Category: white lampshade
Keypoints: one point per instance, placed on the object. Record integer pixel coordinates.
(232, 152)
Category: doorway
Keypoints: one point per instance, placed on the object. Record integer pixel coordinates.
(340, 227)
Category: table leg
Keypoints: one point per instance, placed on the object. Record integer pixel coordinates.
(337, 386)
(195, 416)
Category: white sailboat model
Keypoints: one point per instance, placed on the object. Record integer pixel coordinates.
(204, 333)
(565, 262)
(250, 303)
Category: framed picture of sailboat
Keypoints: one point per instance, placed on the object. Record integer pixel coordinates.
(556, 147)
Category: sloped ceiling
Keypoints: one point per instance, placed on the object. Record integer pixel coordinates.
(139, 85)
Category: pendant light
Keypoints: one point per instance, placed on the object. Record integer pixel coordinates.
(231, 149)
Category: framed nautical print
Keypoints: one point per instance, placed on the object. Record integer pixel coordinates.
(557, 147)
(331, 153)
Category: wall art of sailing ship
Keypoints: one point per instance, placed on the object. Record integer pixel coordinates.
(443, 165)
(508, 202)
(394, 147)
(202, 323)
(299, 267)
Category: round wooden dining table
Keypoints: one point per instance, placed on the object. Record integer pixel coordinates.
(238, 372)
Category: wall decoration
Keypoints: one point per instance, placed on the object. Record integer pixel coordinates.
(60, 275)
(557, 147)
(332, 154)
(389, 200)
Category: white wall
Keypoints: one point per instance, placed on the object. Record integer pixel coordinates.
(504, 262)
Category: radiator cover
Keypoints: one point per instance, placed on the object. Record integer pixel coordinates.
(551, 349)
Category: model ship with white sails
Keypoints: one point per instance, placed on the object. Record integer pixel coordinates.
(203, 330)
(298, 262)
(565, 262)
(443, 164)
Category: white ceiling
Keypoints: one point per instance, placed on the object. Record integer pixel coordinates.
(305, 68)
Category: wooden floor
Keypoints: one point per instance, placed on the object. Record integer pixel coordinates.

----------

--- Work required ---
Which lines in the records above hold the string "sailboat"? Copy each of them.

--- Solved problem ---
Category: white sailboat model
Category: framed picture of sailboat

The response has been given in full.